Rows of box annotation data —

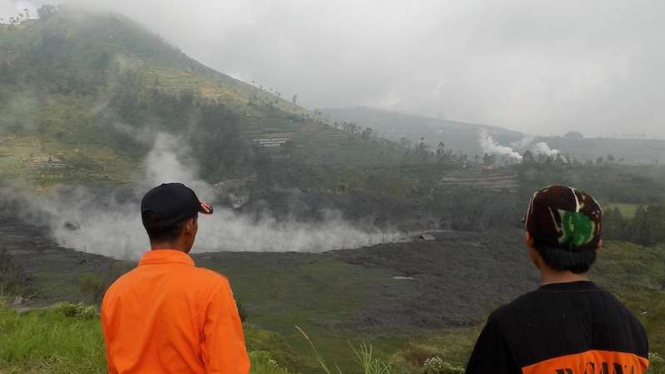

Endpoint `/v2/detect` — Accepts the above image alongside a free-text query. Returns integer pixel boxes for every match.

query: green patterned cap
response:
[525,186,603,251]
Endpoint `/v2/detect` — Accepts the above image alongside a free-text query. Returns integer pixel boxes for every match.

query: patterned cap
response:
[524,186,603,252]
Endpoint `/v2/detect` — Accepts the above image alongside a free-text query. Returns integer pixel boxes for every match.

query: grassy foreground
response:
[0,303,289,374]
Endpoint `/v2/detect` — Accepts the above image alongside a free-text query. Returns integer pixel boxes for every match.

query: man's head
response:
[524,186,602,274]
[141,183,212,253]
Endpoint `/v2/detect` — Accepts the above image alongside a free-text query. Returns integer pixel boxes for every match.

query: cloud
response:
[5,0,665,136]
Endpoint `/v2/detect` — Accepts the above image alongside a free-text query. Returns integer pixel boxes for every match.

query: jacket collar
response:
[139,249,194,266]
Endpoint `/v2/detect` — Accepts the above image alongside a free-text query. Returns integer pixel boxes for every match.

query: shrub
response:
[249,351,289,374]
[53,302,99,321]
[423,356,464,374]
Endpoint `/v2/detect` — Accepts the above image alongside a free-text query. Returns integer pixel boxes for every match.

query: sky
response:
[0,0,665,138]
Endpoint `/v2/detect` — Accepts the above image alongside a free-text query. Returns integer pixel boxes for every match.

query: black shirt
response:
[466,281,649,374]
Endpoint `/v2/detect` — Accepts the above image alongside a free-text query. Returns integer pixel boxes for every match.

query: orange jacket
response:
[101,249,250,374]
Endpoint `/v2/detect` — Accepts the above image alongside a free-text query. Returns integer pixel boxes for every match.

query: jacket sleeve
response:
[202,279,250,374]
[100,298,118,374]
[466,317,522,374]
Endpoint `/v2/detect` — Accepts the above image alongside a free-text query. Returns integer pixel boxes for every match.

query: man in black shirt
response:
[466,186,649,374]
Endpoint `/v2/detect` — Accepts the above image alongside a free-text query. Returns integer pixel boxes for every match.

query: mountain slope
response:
[0,6,399,185]
[321,107,523,155]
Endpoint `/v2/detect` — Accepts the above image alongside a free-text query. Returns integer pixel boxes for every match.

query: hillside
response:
[320,107,523,156]
[320,107,665,165]
[0,6,399,185]
[0,206,665,373]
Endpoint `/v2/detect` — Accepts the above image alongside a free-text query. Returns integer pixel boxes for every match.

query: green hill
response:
[317,107,665,165]
[0,6,399,185]
[320,107,523,156]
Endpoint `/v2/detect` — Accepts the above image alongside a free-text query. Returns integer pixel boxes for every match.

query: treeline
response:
[604,205,665,247]
[519,157,665,205]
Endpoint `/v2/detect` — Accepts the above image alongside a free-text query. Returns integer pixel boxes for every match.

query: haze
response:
[0,0,665,137]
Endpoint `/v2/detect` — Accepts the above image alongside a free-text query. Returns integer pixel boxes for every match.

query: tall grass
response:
[0,307,106,374]
[0,303,289,374]
[296,326,394,374]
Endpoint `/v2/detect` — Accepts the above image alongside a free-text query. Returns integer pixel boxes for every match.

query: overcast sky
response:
[0,0,665,137]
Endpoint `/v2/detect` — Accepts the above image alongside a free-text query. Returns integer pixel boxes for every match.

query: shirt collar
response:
[538,280,599,292]
[139,249,194,266]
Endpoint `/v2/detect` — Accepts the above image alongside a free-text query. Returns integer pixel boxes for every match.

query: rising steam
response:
[479,129,561,161]
[9,134,403,260]
[480,129,522,161]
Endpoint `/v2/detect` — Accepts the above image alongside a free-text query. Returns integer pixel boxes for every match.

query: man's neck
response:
[540,267,589,286]
[150,243,189,253]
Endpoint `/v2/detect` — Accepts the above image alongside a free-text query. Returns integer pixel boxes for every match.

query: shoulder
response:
[193,267,229,285]
[489,291,538,323]
[189,267,231,293]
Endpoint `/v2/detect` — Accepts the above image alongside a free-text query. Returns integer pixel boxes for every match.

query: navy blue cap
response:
[141,183,212,227]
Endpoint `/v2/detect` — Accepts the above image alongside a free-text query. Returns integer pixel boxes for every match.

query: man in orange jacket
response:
[101,183,250,374]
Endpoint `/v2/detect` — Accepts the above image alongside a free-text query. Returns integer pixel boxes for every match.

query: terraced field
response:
[440,167,519,192]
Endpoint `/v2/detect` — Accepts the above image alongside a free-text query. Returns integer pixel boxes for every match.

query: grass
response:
[603,203,640,219]
[0,304,296,374]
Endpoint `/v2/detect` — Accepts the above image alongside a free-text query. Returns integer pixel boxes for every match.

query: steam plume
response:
[480,129,522,161]
[9,134,403,260]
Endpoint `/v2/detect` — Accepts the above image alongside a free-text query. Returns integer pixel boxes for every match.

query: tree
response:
[37,4,58,20]
[361,127,374,140]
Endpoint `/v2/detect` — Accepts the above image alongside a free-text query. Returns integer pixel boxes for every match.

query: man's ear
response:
[524,231,541,269]
[185,217,196,233]
[524,231,534,249]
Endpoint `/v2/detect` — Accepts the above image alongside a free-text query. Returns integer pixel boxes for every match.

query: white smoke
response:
[10,134,404,260]
[529,142,561,156]
[510,135,561,157]
[480,129,522,161]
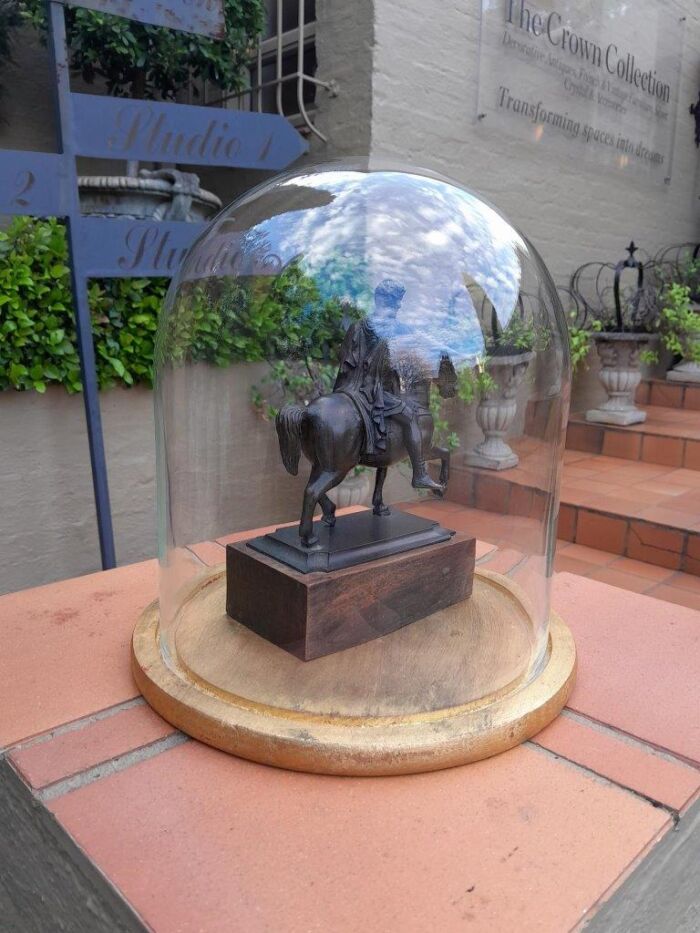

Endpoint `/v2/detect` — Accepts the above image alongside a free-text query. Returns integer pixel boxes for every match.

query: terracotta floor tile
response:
[634,503,692,528]
[649,381,683,408]
[649,583,700,609]
[663,573,700,594]
[561,475,619,503]
[532,715,700,811]
[587,498,653,518]
[554,554,596,577]
[563,462,599,480]
[664,469,700,488]
[557,502,576,541]
[566,420,604,454]
[634,479,691,497]
[605,460,668,486]
[610,485,664,506]
[683,386,700,411]
[578,455,630,473]
[9,705,175,789]
[0,560,157,747]
[189,541,226,567]
[552,573,700,764]
[588,567,657,593]
[683,440,700,470]
[641,434,684,467]
[566,544,616,567]
[627,509,684,557]
[609,557,686,583]
[50,742,669,933]
[601,431,642,460]
[663,487,700,523]
[576,509,627,554]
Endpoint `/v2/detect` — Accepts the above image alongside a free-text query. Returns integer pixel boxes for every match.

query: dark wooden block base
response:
[226,533,475,661]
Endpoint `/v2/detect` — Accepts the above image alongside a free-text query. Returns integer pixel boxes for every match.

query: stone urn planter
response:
[586,332,656,425]
[666,312,700,382]
[78,169,221,223]
[328,470,374,509]
[464,352,534,470]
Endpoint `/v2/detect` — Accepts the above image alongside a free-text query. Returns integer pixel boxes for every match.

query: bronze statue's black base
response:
[248,511,454,573]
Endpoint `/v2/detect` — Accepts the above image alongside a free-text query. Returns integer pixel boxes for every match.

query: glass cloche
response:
[134,161,574,774]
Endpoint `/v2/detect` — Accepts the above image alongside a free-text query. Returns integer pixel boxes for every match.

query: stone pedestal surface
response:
[0,528,700,933]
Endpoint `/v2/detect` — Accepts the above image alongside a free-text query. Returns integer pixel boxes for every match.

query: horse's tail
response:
[275,405,307,476]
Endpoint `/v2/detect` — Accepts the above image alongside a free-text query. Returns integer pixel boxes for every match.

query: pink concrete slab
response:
[532,715,700,812]
[9,706,175,790]
[49,742,669,933]
[0,560,157,747]
[552,573,700,764]
[188,541,226,567]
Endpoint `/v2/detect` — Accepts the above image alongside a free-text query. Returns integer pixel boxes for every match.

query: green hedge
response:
[0,217,167,392]
[0,217,344,399]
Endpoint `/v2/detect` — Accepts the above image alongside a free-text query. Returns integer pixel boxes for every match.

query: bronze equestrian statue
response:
[275,279,456,547]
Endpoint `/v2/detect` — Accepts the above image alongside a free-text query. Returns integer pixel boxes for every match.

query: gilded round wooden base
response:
[132,570,576,775]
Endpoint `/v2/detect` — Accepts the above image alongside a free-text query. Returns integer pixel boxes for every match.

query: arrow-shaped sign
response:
[0,149,74,217]
[71,94,307,169]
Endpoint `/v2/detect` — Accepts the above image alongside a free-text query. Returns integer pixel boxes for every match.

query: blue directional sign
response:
[63,0,224,39]
[0,149,71,217]
[76,217,206,278]
[0,0,307,570]
[71,94,308,169]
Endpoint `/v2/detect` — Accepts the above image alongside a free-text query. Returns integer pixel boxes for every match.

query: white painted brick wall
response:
[371,0,700,284]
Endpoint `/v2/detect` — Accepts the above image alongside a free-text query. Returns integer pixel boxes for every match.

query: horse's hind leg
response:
[372,467,391,515]
[318,487,335,528]
[299,465,347,547]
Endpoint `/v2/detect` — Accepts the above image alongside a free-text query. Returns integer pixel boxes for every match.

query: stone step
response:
[447,454,700,576]
[566,404,700,470]
[635,379,700,411]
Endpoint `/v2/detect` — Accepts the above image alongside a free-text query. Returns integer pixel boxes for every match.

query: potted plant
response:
[22,0,265,221]
[457,297,547,470]
[571,243,658,425]
[644,282,700,382]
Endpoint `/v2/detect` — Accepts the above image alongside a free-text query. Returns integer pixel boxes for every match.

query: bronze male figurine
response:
[276,279,455,547]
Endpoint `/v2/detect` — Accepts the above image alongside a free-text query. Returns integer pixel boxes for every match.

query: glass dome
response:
[144,161,570,772]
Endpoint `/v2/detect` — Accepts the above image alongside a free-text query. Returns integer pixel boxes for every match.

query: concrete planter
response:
[78,169,221,223]
[464,353,534,470]
[586,333,655,425]
[328,470,374,509]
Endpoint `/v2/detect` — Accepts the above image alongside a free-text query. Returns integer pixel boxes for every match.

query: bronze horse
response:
[275,364,455,547]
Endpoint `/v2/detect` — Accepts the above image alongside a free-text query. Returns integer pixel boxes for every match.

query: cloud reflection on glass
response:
[234,170,526,368]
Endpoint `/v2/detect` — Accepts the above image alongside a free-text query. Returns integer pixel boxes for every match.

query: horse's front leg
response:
[318,492,335,528]
[430,447,450,499]
[372,467,391,515]
[299,466,347,547]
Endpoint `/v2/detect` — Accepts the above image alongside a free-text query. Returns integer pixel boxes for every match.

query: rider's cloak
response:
[333,320,406,455]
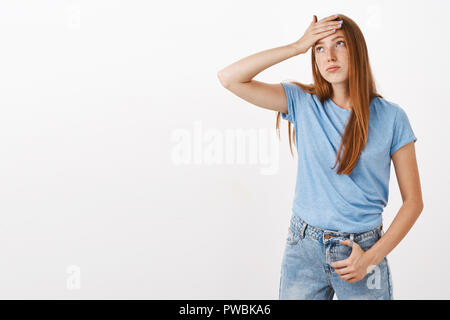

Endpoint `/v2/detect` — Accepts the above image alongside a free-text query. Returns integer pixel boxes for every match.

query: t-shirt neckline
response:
[328,98,352,113]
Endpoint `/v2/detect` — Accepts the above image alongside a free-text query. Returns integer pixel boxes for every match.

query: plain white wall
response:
[0,0,450,299]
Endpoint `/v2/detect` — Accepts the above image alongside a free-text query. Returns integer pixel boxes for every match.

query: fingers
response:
[313,21,342,34]
[319,14,338,22]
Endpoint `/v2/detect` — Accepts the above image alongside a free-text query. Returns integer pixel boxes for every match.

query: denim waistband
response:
[291,215,383,242]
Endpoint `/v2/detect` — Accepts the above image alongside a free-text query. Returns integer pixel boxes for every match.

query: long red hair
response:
[276,14,383,174]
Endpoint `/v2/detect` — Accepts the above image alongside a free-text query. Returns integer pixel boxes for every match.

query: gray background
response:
[0,0,444,299]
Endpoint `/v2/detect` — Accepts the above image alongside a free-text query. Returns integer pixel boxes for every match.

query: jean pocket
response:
[358,233,380,251]
[286,224,300,245]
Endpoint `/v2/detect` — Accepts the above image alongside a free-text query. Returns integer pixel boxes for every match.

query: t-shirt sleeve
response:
[391,107,417,157]
[281,82,306,123]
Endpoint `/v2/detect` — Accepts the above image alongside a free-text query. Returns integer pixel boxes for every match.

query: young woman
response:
[218,14,423,300]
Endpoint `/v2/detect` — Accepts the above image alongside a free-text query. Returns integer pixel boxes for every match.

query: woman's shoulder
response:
[371,97,402,116]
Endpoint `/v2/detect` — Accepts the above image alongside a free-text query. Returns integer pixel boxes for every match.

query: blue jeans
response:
[278,215,393,300]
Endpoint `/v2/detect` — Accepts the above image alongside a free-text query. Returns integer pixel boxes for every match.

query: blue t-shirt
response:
[281,82,417,233]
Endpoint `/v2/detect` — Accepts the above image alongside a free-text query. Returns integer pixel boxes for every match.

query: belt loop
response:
[350,233,354,248]
[300,222,306,239]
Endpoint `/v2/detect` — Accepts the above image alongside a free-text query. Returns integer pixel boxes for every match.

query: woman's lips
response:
[327,67,340,72]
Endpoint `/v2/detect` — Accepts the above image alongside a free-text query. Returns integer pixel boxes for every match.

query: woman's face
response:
[314,30,348,84]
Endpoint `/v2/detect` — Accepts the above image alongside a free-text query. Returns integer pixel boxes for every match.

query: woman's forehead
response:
[315,30,344,46]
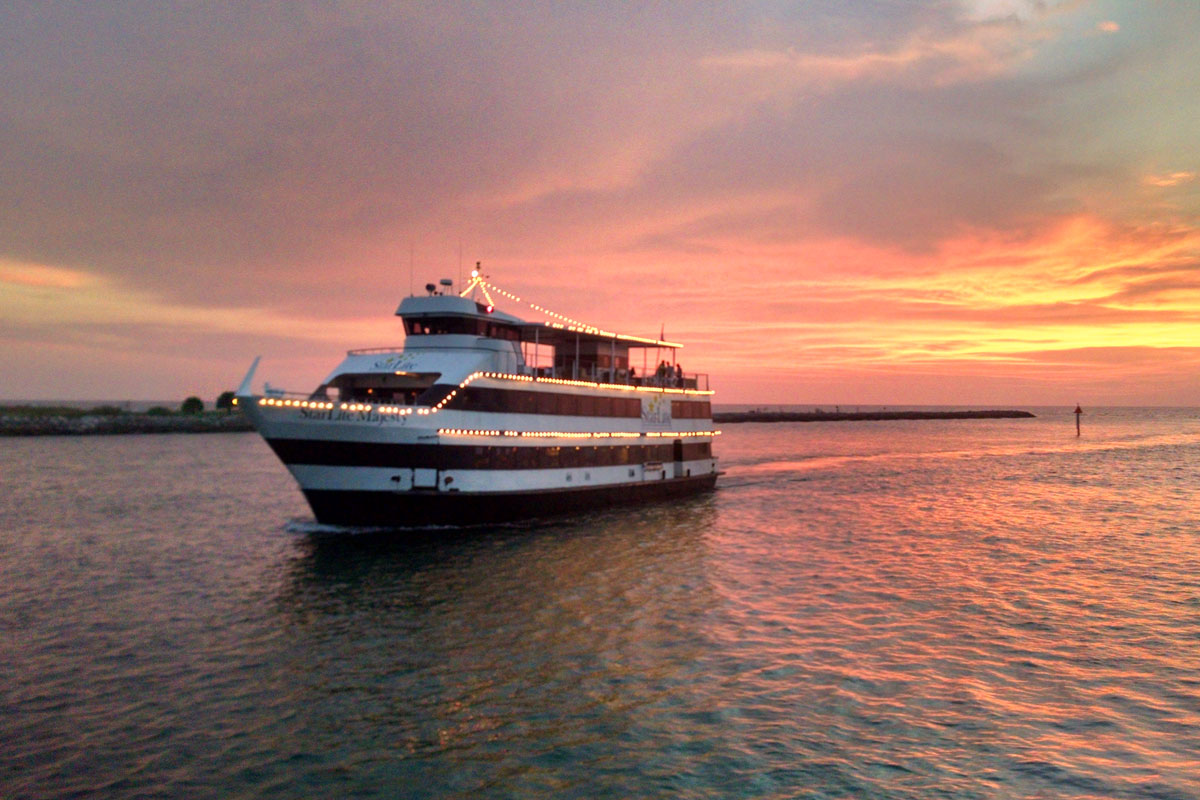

Stated problem — Pick out every line of the records above that contains the word "wooden", and copy each of those lines.

Written reply —
query: dark wooden block base
query: gilded round wooden base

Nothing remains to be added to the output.